AIM OF THE TASK —
Every record, from first to last, should be retyped word for word.
SUPPLIED MATERIAL: Begin
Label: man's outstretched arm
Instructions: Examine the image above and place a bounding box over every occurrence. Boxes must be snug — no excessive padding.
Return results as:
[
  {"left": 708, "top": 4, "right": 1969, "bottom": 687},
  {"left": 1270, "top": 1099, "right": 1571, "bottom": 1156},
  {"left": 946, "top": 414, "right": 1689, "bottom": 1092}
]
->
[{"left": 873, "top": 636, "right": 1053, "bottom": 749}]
SUPPLIED MATERIAL: End
SOLUTION BELOW —
Label: man's outstretched arm
Instructions: Examine the image above and place a bounding box over every occurrence. Boxes must be snug — no excessive padding.
Return results as:
[
  {"left": 708, "top": 4, "right": 1969, "bottom": 687},
  {"left": 1270, "top": 1099, "right": 1571, "bottom": 1156},
  {"left": 946, "top": 414, "right": 1689, "bottom": 1092}
]
->
[{"left": 873, "top": 636, "right": 1053, "bottom": 749}]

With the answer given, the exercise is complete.